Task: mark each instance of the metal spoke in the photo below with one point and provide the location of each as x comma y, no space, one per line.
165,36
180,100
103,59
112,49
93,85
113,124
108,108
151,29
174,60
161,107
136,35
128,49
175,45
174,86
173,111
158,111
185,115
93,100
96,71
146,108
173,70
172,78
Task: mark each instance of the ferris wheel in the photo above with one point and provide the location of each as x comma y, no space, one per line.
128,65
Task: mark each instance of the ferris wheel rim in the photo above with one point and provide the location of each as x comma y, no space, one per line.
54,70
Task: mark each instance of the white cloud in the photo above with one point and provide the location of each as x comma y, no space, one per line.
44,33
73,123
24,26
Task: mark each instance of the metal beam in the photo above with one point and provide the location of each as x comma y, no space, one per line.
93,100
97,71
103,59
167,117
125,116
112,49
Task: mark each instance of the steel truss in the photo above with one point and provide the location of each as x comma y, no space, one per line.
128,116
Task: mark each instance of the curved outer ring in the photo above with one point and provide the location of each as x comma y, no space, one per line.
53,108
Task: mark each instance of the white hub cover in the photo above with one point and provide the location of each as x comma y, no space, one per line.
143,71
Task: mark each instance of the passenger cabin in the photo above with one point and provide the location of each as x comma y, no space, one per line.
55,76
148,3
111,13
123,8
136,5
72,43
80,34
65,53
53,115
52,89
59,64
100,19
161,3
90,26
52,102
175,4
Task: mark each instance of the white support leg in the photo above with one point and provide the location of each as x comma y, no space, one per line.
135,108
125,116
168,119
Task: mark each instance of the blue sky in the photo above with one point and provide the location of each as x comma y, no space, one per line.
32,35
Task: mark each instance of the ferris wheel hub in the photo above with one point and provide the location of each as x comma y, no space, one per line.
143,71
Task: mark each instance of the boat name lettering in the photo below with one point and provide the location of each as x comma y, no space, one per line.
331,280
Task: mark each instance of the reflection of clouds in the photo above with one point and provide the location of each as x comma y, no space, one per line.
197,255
□ □ □ □ □
[Task brief] Rewrite the entries from the line holding "Task: mark each instance of the reflection" through the last line of the entries, both ends included. Replace "clouds" with "the hills" and keep everything else the same.

[Worked solution]
Task: mark each instance of the reflection of the hills in the photo above with one point and provide the location of each as x comma y, no space, one per line.
197,255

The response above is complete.